What is asked: Rewrite the lines of the rows below as a numbered list, skipping blank lines and leaving out the pictures.

:: Exercise materials

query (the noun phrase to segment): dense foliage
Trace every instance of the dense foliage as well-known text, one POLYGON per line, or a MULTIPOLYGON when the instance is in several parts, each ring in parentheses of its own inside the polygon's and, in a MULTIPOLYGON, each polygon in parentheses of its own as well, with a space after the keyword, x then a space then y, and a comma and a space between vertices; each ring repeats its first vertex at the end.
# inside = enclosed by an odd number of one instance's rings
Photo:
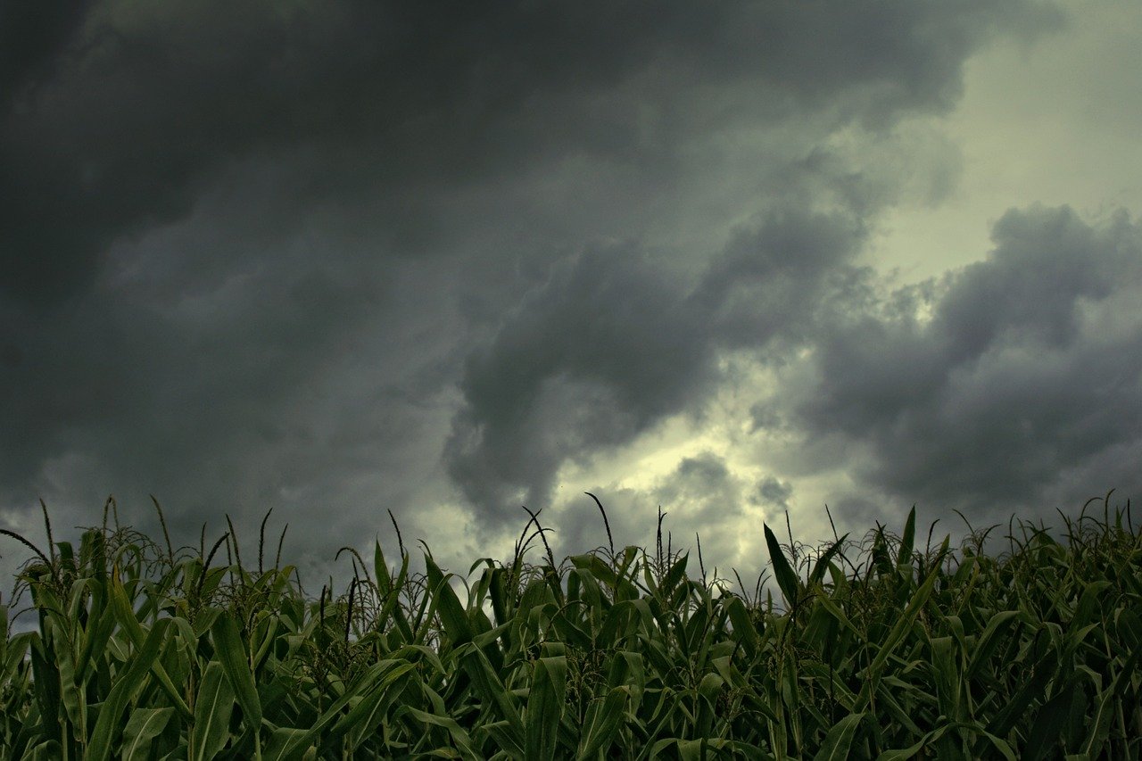
POLYGON ((958 559, 931 531, 918 551, 914 510, 862 568, 847 535, 763 527, 778 610, 762 579, 750 599, 687 576, 661 515, 653 554, 608 527, 531 564, 532 515, 509 563, 457 585, 427 547, 424 574, 403 542, 399 567, 346 548, 347 591, 312 600, 264 566, 265 520, 255 569, 232 526, 176 552, 108 500, 78 551, 50 523, 47 553, 5 531, 37 553, 18 586, 39 620, 14 633, 0 606, 0 756, 1139 758, 1142 532, 1103 506, 1064 519, 1068 545, 1008 523, 997 559, 981 531, 958 559))

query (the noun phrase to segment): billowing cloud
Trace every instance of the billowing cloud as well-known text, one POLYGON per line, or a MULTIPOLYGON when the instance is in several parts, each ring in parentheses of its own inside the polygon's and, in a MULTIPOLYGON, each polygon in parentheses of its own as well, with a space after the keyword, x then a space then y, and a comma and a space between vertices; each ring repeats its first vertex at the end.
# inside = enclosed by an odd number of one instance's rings
POLYGON ((867 455, 855 475, 874 494, 968 516, 1133 492, 1142 226, 1038 207, 1008 211, 994 240, 986 261, 898 294, 894 310, 830 327, 815 383, 786 392, 797 425, 867 455))
MULTIPOLYGON (((716 417, 726 357, 814 347, 830 371, 854 353, 867 392, 822 380, 799 416, 758 403, 758 430, 867 422, 895 451, 898 393, 907 416, 964 384, 974 409, 986 379, 949 368, 1015 374, 996 352, 1024 338, 1095 352, 1089 305, 1119 293, 1079 262, 1057 273, 1073 313, 1014 275, 1003 311, 999 275, 965 274, 911 325, 860 262, 886 209, 952 194, 958 147, 925 120, 965 62, 1059 21, 1032 0, 2 3, 5 514, 43 496, 91 522, 108 492, 135 515, 153 492, 196 538, 275 507, 314 553, 385 530, 385 507, 412 535, 448 511, 499 529, 566 468, 716 417), (957 317, 983 310, 991 328, 957 317)), ((803 494, 801 473, 681 457, 660 494, 616 499, 803 494)))

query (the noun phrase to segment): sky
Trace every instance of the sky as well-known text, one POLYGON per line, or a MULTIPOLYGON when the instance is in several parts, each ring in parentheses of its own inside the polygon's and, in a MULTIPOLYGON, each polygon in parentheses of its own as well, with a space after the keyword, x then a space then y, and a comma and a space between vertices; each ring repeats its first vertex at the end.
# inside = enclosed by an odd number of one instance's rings
POLYGON ((387 511, 461 575, 523 506, 590 551, 589 491, 753 580, 787 514, 1123 505, 1140 38, 1135 0, 0 0, 0 526, 114 495, 155 536, 154 495, 249 558, 272 508, 320 586, 387 511))

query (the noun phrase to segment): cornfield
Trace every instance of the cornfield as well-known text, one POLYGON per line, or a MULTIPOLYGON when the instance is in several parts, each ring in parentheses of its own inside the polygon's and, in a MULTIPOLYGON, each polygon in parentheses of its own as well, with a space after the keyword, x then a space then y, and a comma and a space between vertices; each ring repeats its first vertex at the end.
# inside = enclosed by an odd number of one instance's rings
POLYGON ((661 514, 653 551, 606 524, 556 564, 529 511, 457 586, 427 545, 424 572, 403 540, 393 566, 346 547, 347 590, 313 600, 265 519, 254 566, 232 524, 176 552, 108 500, 77 548, 45 507, 46 552, 3 531, 38 625, 0 606, 0 758, 1137 759, 1142 534, 1109 499, 1068 545, 1008 523, 998 559, 987 531, 920 551, 915 508, 861 545, 763 526, 781 608, 707 579, 700 544, 687 575, 661 514))

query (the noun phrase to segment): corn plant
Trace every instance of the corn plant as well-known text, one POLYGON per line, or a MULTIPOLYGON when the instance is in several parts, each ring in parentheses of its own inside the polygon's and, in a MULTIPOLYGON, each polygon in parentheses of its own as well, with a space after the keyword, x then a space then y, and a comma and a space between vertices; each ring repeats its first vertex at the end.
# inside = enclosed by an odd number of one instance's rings
MULTIPOLYGON (((227 531, 174 550, 103 524, 55 542, 0 604, 2 759, 1096 759, 1142 754, 1142 545, 1129 506, 923 550, 902 534, 814 550, 763 524, 775 590, 689 552, 608 544, 556 563, 539 513, 458 593, 424 547, 345 547, 347 590, 243 564, 227 531), (1124 518, 1126 524, 1124 524, 1124 518), (1018 536, 1016 536, 1018 534, 1018 536), (538 545, 537 545, 538 540, 538 545), (538 562, 528 555, 541 545, 538 562), (850 553, 859 548, 853 563, 850 553), (779 595, 777 604, 774 592, 779 595)), ((268 519, 270 514, 266 514, 268 519)), ((112 520, 113 519, 113 520, 112 520)), ((831 521, 831 515, 830 515, 831 521)), ((971 526, 968 526, 971 528, 971 526)), ((787 523, 788 528, 788 523, 787 523)), ((934 524, 933 524, 934 528, 934 524)))

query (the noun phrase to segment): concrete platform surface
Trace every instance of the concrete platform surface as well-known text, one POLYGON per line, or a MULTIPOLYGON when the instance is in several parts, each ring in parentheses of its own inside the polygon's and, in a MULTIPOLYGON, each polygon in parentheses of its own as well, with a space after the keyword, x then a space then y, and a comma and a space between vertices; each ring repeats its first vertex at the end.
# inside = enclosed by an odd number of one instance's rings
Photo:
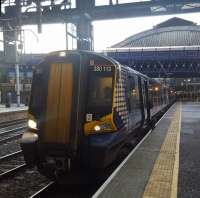
POLYGON ((200 103, 176 103, 93 198, 200 197, 200 103))
POLYGON ((7 113, 7 112, 13 112, 13 111, 23 111, 28 110, 27 106, 20 105, 19 107, 16 104, 12 104, 11 107, 6 108, 5 105, 0 105, 0 113, 7 113))

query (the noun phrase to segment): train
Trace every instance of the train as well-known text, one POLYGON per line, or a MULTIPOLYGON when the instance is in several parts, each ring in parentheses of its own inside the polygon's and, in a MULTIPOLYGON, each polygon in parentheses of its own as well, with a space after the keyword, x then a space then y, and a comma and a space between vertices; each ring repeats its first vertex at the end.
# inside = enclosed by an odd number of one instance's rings
POLYGON ((50 178, 104 169, 174 99, 167 85, 102 54, 50 53, 33 75, 24 159, 50 178))

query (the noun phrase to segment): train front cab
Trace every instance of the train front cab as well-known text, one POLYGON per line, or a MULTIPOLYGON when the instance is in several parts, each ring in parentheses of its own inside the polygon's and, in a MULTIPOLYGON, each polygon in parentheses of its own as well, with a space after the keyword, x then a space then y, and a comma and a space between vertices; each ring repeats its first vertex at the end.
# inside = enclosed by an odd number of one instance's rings
POLYGON ((93 53, 60 52, 37 66, 29 129, 21 140, 27 164, 70 169, 76 161, 88 164, 94 147, 103 148, 114 141, 112 135, 106 141, 103 137, 122 128, 127 119, 118 114, 126 109, 125 98, 119 95, 122 87, 117 91, 115 87, 116 65, 93 53), (115 97, 123 101, 115 105, 115 97), (124 107, 116 112, 122 103, 124 107))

::::

Result below:
1. query (the noun phrase to segment): dense foliage
2. Trace every instance of the dense foliage as well-known text, one POLYGON per line, or a MULTIPOLYGON when the instance is in several parts, each ring in parentheses of its own inside the polygon's and, in a MULTIPOLYGON, each polygon in parentheses of its own as well, with a space after the keyword, x then a space then y, and a comma and a space between vertices; each ring repeats its first vertex at the end.
3. # inside = enclosed by an odd number of one instance's rings
4. Photo:
5. POLYGON ((958 559, 931 531, 918 551, 914 510, 862 568, 847 535, 763 527, 778 610, 762 579, 750 599, 687 576, 661 515, 653 554, 608 527, 531 564, 532 515, 509 563, 457 585, 427 547, 424 574, 403 542, 399 567, 346 548, 347 591, 312 600, 264 566, 265 520, 255 569, 232 526, 176 552, 108 500, 78 551, 50 523, 47 553, 5 531, 37 553, 18 586, 39 620, 14 633, 0 606, 0 756, 1139 758, 1142 532, 1103 506, 1064 519, 1068 545, 1008 523, 997 559, 981 531, 958 559))
6. query (the noun phrase to segment): billowing cloud
7. Trace every instance of the billowing cloud as well-known text, one POLYGON per line, or a MULTIPOLYGON when the instance is in several parts, each ring in parentheses of its own inside the polygon's and, in a MULTIPOLYGON, each polygon in parentheses of its own as well, with a space after the keyword, x then a space then y, and a comma and a space between vertices; each ring repeats its first vertex at the end.
8. # inside = enclosed by an odd number of one instance's rings
9. POLYGON ((867 455, 855 475, 874 494, 968 516, 1133 492, 1142 226, 1038 207, 1008 211, 994 240, 986 261, 898 294, 894 310, 830 327, 815 383, 786 392, 797 425, 867 455))
10. MULTIPOLYGON (((716 417, 726 357, 814 347, 830 371, 854 353, 867 392, 822 380, 799 416, 758 403, 758 430, 867 422, 895 451, 898 393, 907 416, 964 384, 974 409, 986 379, 949 368, 1015 374, 996 352, 1024 338, 1095 352, 1089 305, 1119 293, 1079 262, 1057 273, 1073 313, 1014 275, 1003 311, 999 275, 965 274, 911 325, 860 262, 886 209, 952 194, 958 147, 925 120, 965 62, 1059 21, 1032 0, 2 3, 5 514, 43 496, 91 522, 108 492, 135 515, 153 492, 196 538, 275 507, 314 553, 385 530, 385 507, 412 535, 448 511, 499 529, 566 468, 716 417), (957 317, 983 310, 991 328, 957 317)), ((803 494, 801 473, 681 457, 660 494, 616 499, 803 494)))
11. query (the noun phrase to segment): sky
12. Trace every instance of the sky as well-known text, one POLYGON per line, or a MULTIPOLYGON when the instance is in several parts, each ring in parentheses of its own inside the polygon's and, in a MULTIPOLYGON, each polygon in parentheses of its own as well, with a space after the keyword, x then a space then y, and a comma and a space between vertices; each ring repeats its first vertex at the end.
13. # inside = enclosed by an odd number of one instance's rings
14. POLYGON ((387 511, 461 575, 523 506, 590 551, 589 491, 753 580, 787 514, 1123 505, 1140 38, 1135 0, 0 0, 0 526, 114 495, 155 536, 154 495, 249 558, 272 508, 320 586, 387 511))
15. query (the noun phrase to segment): cornfield
16. Trace every instance of the cornfield as well-known text, one POLYGON per line, or a MULTIPOLYGON when the instance is in several parts, each ring in parentheses of its own inside the polygon's and, in a MULTIPOLYGON, each polygon in parentheses of its own as well, with a space after the keyword, x then a space then y, and a comma and a space between vertices; each ring repeats its first vertex at the end.
17. # inside = enclosed by an odd number of one instance's rings
18. POLYGON ((661 514, 653 551, 606 524, 556 564, 529 511, 457 586, 427 545, 424 572, 403 540, 393 566, 346 547, 347 590, 313 600, 265 519, 254 566, 232 524, 176 552, 108 500, 77 548, 45 507, 46 552, 3 531, 38 625, 0 606, 0 758, 1137 759, 1142 534, 1109 499, 1068 545, 1008 523, 998 559, 987 531, 920 551, 915 508, 861 545, 763 526, 781 608, 707 579, 700 544, 687 575, 661 514))
19. query (the noun phrase to segment): corn plant
20. Trace every instance of the corn plant as well-known text, one POLYGON per line, or a MULTIPOLYGON when the instance is in several parts, each ring in parentheses of its own inside the polygon's and, in a MULTIPOLYGON, each polygon in parentheses of its own as well, with a space after the keyword, x then a space then y, and a comma and a space between vertices; each ring repeats its first vertex at the end.
21. # inside = enclosed by an odd number of one instance's rings
22. MULTIPOLYGON (((227 531, 174 550, 103 524, 55 542, 0 604, 2 759, 1096 759, 1142 754, 1142 545, 1129 506, 923 550, 902 534, 814 550, 763 524, 775 590, 689 552, 608 544, 556 563, 539 513, 458 593, 424 547, 345 547, 347 590, 243 564, 227 531), (1124 518, 1126 524, 1124 524, 1124 518), (1018 536, 1016 536, 1018 534, 1018 536), (538 545, 537 545, 538 540, 538 545), (538 562, 528 555, 541 545, 538 562), (850 553, 859 548, 853 563, 850 553), (779 595, 777 604, 774 592, 779 595)), ((268 519, 270 514, 266 514, 268 519)), ((112 520, 113 519, 113 520, 112 520)), ((831 521, 831 515, 830 515, 831 521)), ((971 526, 968 526, 971 528, 971 526)), ((787 523, 788 528, 788 523, 787 523)), ((934 524, 933 524, 934 528, 934 524)))
23. query (the noun phrase to segment): concrete platform surface
24. Trace every instance of the concrete platform surface as well-known text, one POLYGON per line, or a MULTIPOLYGON when the instance is in several parts, each ring in parentheses of its own inside the polygon's and, in a MULTIPOLYGON, each polygon in parentheses of its own as well, with a space after the keyword, x then a space then y, and a comma and a space between vertices; each ring repeats its first vertex at the end.
25. # inside = enclosed by an odd number of one instance's rings
26. Photo:
27. POLYGON ((200 103, 176 103, 93 198, 200 197, 200 103))
28. POLYGON ((7 113, 7 112, 13 112, 13 111, 23 111, 28 110, 27 106, 20 105, 19 107, 16 104, 12 104, 11 107, 6 108, 5 105, 0 105, 0 113, 7 113))
29. query (the noun phrase to segment): train
30. Trace every instance of the train as well-known text, one POLYGON per line, or a MULTIPOLYGON when the instance is in several parts, each ring in parentheses of its own inside the polygon's and, in a MULTIPOLYGON, each polygon in parentheses of its own as well, with a space after the keyword, x then a space then y, and a comma and a space between vertices; each ring repeats its first vertex at the end.
31. # inside = enclosed by an odd number of one instance's rings
32. POLYGON ((50 178, 104 169, 174 99, 167 85, 102 54, 50 53, 33 75, 24 159, 50 178))
33. query (the noun phrase to segment): train front cab
34. Trace every instance of the train front cab as well-known text, one POLYGON per line, or a MULTIPOLYGON when the instance is in several parts, each ring in parentheses of its own inside the polygon's and, in a MULTIPOLYGON, each polygon in parentheses of its own as well, with a space after the keyword, x then a space then y, and a comma and a space between vertices; each ring repeats its first vertex at the end.
35. # inside = enclosed by an odd number of one instance's rings
36. POLYGON ((93 53, 60 52, 37 66, 29 129, 21 140, 27 164, 70 169, 76 161, 88 164, 94 147, 103 148, 114 141, 112 135, 106 141, 103 137, 122 128, 127 119, 118 114, 126 109, 125 98, 119 95, 122 87, 117 91, 115 87, 116 65, 93 53), (115 97, 123 101, 115 105, 115 97), (124 107, 116 112, 122 103, 124 107))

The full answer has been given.